WHAT TO WORK ON
Find "door glass pane -> outline each instance" in the material below, then copy that line and every subsequent line to the end, exactly.

====== TASK MATERIAL ======

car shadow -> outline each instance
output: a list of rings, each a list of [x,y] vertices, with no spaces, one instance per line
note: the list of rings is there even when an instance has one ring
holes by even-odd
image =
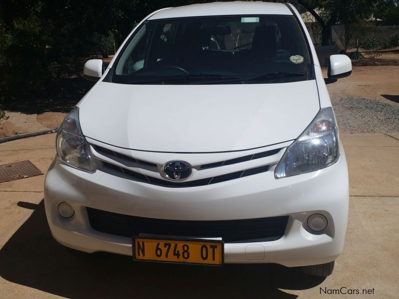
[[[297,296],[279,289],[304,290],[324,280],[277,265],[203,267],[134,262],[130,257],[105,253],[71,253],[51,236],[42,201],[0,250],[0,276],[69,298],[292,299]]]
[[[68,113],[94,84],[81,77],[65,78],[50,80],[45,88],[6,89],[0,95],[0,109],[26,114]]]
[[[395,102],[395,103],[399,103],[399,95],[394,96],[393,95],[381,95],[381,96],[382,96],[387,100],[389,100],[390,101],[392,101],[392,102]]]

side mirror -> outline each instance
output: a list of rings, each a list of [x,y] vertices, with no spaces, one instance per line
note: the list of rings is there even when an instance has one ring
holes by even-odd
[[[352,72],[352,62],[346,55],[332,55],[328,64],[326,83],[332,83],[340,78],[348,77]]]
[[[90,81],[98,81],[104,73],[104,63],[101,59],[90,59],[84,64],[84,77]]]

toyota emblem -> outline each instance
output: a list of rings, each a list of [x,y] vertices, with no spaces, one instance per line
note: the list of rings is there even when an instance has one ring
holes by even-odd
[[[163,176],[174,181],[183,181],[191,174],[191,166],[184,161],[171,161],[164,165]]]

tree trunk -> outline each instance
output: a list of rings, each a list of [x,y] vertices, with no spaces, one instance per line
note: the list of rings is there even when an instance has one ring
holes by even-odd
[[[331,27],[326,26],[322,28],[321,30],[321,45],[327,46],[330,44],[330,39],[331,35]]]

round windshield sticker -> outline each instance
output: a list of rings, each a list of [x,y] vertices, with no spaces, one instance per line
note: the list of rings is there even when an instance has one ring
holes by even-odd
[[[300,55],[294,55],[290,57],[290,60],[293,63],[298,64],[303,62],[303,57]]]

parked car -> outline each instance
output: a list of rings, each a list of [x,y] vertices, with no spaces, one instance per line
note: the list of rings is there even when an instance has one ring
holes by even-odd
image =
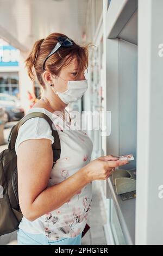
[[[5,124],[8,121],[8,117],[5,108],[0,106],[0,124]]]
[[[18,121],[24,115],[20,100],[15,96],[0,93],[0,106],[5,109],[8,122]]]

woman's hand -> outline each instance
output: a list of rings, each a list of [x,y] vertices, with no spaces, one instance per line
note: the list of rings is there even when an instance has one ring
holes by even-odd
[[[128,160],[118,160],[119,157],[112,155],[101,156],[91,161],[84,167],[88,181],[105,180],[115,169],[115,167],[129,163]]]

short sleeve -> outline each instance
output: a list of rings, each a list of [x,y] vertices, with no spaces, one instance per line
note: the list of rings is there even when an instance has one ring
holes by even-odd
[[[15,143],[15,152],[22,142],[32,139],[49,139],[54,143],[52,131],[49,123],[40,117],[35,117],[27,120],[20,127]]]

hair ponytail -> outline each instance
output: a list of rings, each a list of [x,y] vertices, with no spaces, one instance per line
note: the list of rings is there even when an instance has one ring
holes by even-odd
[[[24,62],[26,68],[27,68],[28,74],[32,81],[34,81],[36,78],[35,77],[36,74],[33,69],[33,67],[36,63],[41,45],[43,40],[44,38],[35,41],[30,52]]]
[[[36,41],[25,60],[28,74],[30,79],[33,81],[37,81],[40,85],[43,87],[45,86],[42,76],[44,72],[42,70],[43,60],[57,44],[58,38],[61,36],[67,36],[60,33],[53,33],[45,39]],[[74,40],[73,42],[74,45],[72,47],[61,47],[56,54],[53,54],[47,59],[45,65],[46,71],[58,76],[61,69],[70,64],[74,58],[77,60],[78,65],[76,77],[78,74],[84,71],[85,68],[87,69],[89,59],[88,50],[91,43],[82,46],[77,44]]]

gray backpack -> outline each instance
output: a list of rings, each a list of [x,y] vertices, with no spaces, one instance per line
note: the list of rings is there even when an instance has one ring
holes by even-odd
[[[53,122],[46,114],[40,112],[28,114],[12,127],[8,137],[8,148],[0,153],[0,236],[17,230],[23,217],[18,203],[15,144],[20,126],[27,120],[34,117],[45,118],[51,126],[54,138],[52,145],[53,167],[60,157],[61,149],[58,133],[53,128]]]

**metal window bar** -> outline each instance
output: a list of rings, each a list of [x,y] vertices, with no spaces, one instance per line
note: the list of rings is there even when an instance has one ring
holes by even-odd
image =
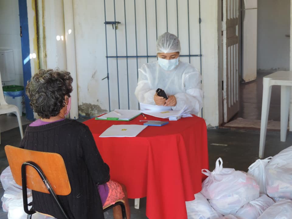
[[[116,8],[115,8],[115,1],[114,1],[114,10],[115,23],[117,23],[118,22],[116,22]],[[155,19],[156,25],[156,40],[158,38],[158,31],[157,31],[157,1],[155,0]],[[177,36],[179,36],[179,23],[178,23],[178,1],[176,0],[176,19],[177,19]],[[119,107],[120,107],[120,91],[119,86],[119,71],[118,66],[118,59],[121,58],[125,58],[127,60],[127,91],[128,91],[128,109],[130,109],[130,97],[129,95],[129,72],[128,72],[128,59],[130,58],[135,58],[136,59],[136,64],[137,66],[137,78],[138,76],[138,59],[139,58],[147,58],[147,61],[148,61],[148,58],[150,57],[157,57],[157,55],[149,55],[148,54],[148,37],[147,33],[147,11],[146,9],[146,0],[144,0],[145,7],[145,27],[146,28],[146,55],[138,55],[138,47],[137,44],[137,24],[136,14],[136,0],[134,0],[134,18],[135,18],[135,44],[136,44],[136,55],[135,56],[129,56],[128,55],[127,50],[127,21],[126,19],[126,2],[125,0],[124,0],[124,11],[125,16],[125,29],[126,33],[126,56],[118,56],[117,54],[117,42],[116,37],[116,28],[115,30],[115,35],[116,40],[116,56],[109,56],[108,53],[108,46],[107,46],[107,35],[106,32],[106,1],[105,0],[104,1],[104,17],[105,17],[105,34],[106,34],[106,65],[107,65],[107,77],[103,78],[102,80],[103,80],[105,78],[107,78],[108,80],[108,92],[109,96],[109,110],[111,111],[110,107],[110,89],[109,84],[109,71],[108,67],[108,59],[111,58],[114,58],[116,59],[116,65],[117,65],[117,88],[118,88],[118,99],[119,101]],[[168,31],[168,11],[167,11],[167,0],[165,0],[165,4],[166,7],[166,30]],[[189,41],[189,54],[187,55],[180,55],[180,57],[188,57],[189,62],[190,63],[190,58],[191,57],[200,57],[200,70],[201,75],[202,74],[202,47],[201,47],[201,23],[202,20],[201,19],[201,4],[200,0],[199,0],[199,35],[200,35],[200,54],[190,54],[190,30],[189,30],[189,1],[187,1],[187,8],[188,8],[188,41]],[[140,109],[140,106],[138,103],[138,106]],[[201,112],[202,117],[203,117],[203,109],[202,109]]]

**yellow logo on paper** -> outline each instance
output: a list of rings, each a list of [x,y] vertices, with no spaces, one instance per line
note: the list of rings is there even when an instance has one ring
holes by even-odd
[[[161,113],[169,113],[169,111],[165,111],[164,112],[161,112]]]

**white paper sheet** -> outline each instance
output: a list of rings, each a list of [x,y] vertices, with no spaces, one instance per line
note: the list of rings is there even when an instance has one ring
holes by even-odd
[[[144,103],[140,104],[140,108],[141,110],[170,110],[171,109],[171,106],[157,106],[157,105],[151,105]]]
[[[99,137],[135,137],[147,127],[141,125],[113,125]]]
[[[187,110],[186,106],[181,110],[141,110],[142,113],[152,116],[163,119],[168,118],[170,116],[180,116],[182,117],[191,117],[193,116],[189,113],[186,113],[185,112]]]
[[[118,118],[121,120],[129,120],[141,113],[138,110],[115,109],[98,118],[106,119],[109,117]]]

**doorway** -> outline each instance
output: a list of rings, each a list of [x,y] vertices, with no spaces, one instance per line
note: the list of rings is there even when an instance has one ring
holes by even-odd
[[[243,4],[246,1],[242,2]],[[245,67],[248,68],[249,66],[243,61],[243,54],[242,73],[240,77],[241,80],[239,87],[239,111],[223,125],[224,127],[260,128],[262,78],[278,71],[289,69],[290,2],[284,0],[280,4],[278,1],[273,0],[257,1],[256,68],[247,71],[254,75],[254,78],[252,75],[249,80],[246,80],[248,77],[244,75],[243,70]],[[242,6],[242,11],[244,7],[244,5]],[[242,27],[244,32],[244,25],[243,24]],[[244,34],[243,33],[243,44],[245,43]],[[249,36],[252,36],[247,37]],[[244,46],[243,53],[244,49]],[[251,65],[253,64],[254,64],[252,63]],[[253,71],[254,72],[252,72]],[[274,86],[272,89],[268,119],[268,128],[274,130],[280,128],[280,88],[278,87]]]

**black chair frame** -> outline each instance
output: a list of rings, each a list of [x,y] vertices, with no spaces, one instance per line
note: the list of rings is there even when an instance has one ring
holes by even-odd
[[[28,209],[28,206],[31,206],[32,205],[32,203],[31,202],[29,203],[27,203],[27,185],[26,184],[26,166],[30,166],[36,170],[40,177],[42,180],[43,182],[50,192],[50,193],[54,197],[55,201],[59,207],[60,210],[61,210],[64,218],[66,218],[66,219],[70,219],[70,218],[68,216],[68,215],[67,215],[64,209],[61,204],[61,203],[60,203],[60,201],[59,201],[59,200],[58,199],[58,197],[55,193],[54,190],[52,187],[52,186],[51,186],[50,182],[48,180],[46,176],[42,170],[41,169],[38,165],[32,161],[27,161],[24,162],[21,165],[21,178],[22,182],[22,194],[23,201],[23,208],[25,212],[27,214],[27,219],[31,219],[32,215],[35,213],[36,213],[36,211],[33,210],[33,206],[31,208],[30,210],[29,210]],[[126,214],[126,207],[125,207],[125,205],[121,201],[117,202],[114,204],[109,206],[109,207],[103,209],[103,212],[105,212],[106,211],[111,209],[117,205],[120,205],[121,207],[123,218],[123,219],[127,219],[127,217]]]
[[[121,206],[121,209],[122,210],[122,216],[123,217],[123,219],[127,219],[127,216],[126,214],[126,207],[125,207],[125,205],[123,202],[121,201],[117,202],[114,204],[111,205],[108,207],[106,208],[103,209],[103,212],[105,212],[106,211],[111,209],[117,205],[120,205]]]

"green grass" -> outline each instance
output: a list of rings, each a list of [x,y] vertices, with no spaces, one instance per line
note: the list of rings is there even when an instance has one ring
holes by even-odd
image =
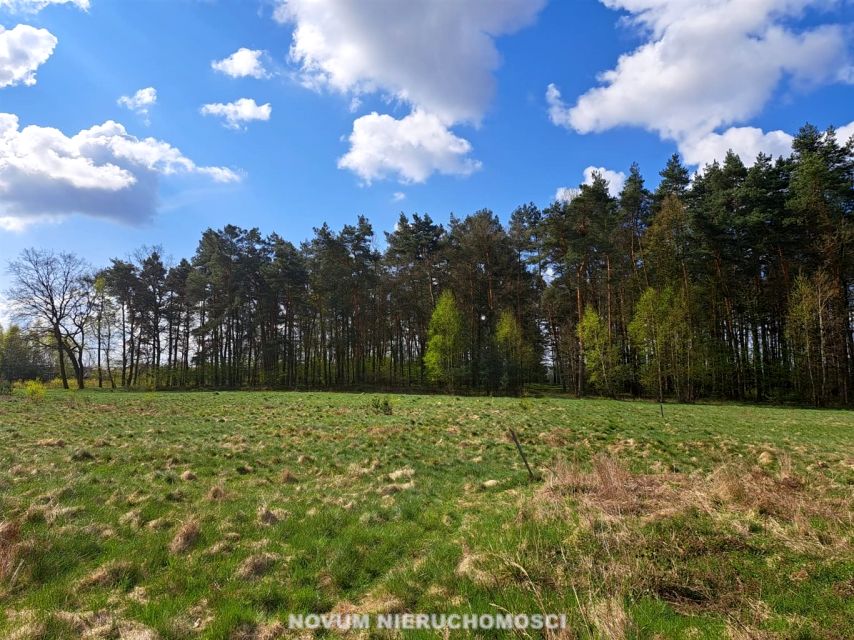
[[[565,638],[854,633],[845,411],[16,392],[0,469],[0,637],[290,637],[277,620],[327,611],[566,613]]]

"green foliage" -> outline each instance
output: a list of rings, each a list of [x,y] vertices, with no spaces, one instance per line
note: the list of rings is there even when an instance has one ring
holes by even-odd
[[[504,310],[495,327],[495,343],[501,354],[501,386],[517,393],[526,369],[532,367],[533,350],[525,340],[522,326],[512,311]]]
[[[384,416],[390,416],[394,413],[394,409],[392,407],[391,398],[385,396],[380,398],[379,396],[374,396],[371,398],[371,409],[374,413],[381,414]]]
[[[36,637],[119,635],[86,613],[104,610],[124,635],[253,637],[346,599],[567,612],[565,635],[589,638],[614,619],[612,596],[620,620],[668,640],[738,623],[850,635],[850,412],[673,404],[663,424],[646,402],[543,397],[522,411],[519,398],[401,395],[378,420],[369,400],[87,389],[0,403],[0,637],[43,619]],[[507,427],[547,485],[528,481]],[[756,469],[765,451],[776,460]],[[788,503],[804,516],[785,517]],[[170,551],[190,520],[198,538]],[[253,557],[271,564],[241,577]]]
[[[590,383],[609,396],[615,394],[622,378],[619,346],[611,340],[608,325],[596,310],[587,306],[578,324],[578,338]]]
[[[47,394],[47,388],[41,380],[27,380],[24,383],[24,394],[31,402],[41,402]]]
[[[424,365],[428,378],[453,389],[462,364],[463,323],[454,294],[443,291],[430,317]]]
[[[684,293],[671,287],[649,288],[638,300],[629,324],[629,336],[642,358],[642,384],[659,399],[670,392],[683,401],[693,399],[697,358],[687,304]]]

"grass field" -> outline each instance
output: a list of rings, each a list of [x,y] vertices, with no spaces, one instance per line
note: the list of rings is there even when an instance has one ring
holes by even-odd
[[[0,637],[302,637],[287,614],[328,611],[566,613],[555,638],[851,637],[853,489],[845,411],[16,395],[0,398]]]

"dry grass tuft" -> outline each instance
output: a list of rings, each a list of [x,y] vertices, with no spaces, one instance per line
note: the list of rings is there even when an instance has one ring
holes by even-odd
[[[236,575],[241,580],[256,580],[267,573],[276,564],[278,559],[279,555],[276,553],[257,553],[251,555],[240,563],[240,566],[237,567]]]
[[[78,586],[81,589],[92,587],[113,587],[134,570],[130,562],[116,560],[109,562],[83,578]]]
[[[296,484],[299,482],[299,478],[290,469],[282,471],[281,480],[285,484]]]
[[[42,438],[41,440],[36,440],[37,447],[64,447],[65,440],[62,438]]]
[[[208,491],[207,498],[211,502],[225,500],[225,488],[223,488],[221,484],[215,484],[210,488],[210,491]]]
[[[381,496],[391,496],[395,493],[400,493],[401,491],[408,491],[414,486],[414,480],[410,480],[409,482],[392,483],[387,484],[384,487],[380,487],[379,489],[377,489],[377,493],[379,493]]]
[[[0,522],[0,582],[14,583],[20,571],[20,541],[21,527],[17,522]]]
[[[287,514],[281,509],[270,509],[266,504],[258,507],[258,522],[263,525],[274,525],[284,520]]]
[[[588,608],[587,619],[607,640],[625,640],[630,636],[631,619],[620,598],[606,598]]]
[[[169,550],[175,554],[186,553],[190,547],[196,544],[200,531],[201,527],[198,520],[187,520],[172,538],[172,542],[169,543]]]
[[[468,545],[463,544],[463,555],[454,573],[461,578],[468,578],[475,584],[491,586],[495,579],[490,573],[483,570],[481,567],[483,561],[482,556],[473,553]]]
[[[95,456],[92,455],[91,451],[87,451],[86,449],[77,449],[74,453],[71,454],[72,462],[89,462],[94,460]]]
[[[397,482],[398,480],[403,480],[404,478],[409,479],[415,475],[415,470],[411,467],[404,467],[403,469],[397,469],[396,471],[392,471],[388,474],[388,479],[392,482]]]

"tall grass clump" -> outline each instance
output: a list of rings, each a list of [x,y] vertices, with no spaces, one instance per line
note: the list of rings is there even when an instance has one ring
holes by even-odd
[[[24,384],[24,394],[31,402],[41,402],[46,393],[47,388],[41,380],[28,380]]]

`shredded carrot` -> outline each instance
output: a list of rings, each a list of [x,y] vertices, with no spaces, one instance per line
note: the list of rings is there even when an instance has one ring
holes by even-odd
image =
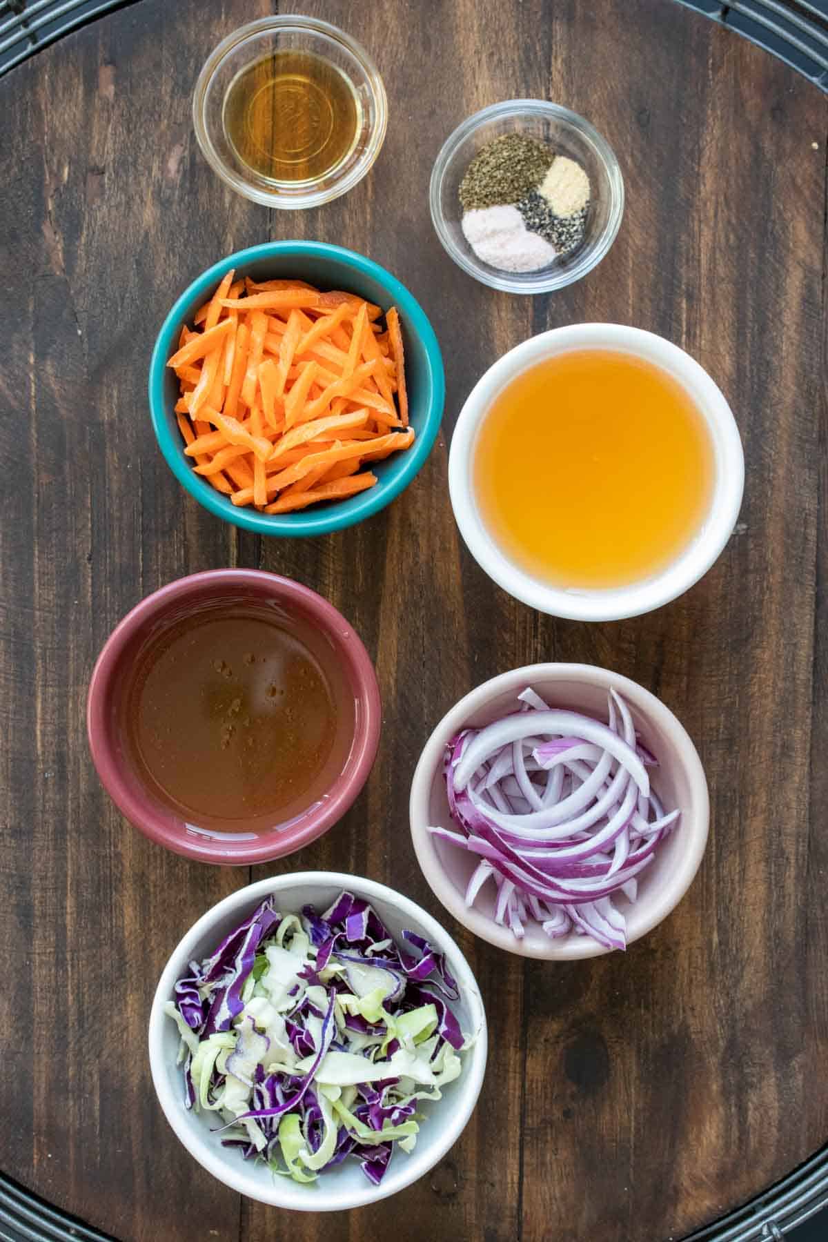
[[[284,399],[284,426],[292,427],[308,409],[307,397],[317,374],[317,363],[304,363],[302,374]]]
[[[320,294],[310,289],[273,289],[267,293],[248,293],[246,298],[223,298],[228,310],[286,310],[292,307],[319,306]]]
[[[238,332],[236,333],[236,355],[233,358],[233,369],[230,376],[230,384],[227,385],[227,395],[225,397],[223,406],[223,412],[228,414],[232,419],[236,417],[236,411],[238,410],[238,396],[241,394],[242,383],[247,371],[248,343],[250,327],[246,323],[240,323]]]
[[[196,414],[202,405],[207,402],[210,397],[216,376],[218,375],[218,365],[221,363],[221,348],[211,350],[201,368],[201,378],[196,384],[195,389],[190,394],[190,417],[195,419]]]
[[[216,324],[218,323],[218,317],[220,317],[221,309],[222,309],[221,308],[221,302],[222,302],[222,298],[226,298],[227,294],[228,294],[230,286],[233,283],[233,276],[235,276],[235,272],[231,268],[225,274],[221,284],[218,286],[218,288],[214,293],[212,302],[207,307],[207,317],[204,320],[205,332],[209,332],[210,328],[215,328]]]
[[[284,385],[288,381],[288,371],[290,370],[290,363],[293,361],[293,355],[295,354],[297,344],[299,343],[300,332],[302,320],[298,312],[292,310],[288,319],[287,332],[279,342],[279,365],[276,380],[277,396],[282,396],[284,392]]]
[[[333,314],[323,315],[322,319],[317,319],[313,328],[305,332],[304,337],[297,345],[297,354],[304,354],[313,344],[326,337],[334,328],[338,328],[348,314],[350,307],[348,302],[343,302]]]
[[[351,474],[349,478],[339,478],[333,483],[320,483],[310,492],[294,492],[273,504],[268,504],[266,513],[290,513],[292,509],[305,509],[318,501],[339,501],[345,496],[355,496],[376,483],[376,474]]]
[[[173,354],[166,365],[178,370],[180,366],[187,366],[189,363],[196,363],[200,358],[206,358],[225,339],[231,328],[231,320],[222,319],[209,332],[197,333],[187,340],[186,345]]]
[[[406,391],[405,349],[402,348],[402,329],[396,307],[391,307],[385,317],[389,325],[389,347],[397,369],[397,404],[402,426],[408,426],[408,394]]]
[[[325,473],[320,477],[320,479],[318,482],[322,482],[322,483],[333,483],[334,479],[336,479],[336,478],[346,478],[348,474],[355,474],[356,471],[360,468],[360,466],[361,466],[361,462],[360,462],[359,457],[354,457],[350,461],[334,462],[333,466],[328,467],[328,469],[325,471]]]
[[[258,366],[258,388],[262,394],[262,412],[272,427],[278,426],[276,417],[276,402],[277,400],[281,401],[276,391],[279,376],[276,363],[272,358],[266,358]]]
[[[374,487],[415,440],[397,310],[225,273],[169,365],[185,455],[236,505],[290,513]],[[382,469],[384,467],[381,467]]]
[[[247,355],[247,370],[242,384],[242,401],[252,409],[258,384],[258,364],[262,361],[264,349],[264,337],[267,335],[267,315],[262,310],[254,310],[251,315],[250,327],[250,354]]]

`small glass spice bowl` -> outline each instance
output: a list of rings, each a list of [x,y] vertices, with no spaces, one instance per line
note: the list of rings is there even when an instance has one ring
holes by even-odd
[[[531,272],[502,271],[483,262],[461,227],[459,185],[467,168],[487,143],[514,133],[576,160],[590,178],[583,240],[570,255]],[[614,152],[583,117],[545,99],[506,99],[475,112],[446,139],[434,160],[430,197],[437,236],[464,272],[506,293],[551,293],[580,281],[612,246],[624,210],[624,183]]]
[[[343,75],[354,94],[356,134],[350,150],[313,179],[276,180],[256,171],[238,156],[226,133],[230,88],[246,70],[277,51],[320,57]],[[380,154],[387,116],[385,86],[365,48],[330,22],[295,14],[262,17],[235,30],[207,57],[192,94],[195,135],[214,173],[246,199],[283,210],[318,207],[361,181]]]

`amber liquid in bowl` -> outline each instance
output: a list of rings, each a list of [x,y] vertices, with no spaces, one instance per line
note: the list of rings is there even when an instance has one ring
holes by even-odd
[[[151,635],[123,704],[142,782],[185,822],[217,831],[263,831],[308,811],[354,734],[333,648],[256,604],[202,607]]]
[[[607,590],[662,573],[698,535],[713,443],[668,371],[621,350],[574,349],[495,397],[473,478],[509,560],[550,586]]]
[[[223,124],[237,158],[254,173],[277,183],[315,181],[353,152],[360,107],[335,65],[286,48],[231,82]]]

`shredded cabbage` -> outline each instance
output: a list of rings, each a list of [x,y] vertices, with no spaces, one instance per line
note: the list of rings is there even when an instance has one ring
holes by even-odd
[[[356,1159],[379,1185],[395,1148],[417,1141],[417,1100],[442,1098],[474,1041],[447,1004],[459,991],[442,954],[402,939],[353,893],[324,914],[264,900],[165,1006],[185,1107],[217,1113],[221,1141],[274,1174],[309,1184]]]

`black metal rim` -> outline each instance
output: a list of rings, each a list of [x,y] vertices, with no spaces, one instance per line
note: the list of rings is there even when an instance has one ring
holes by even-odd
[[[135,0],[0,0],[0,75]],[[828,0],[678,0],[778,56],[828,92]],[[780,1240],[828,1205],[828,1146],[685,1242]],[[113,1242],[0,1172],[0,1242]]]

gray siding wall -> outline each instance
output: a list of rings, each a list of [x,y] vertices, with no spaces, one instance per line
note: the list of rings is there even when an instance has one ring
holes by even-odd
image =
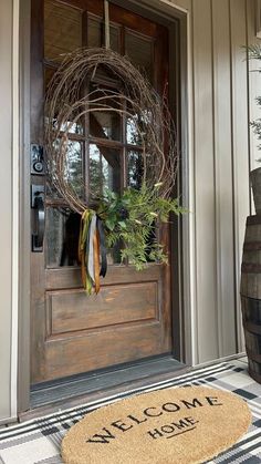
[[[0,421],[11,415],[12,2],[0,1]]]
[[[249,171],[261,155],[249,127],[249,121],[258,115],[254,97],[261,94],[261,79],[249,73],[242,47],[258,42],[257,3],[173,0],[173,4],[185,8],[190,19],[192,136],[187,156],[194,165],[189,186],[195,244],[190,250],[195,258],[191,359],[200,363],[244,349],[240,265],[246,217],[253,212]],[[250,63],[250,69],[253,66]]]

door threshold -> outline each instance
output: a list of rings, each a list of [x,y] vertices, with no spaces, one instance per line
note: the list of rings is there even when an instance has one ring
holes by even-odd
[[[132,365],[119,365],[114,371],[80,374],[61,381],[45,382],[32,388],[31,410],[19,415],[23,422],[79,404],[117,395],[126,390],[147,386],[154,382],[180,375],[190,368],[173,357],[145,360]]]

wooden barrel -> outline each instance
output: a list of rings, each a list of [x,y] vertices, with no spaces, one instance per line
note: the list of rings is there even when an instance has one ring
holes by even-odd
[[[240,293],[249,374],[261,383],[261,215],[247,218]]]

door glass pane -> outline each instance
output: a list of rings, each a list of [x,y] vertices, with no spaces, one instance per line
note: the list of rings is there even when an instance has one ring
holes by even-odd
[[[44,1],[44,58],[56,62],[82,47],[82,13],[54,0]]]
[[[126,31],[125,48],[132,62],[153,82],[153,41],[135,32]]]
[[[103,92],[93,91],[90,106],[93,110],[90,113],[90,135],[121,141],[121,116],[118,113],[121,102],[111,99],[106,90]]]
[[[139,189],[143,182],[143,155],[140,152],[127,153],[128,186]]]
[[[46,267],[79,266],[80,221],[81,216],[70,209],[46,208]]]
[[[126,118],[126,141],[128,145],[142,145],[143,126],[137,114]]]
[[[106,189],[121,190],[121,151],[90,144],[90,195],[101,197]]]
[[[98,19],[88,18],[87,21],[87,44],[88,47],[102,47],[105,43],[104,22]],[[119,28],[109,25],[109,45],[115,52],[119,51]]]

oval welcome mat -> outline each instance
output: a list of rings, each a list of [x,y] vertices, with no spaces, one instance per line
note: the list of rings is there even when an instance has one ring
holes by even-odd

======

RESPONSE
door glass pane -> outline each instance
output: a list of rings, each a list of [x,y] vertices, with no spaces, one instance per line
note: the list of rings is there even when an instance has one ring
holes by even-odd
[[[44,1],[44,58],[56,62],[82,47],[82,13],[54,0]]]
[[[126,31],[125,48],[132,62],[153,82],[153,41],[135,32]]]
[[[103,92],[93,91],[90,106],[93,110],[90,113],[90,135],[121,141],[121,116],[118,113],[121,102],[111,99],[106,90]]]
[[[139,189],[143,182],[143,155],[140,152],[127,153],[128,186]]]
[[[46,267],[79,266],[80,221],[81,216],[70,209],[46,208]]]
[[[126,118],[126,141],[128,145],[142,145],[143,126],[137,114]]]
[[[106,189],[121,190],[121,151],[90,144],[90,195],[101,197]]]
[[[98,19],[88,18],[87,21],[87,44],[88,47],[102,47],[105,43],[104,22]],[[119,28],[109,25],[109,45],[115,52],[119,51]]]

oval welcome mat -> outline each instance
output: a list of rings, each a list of [x,y] vertices, with no spaces, one instance per line
note: the list of rings is there even when an instance has one ring
holes by even-odd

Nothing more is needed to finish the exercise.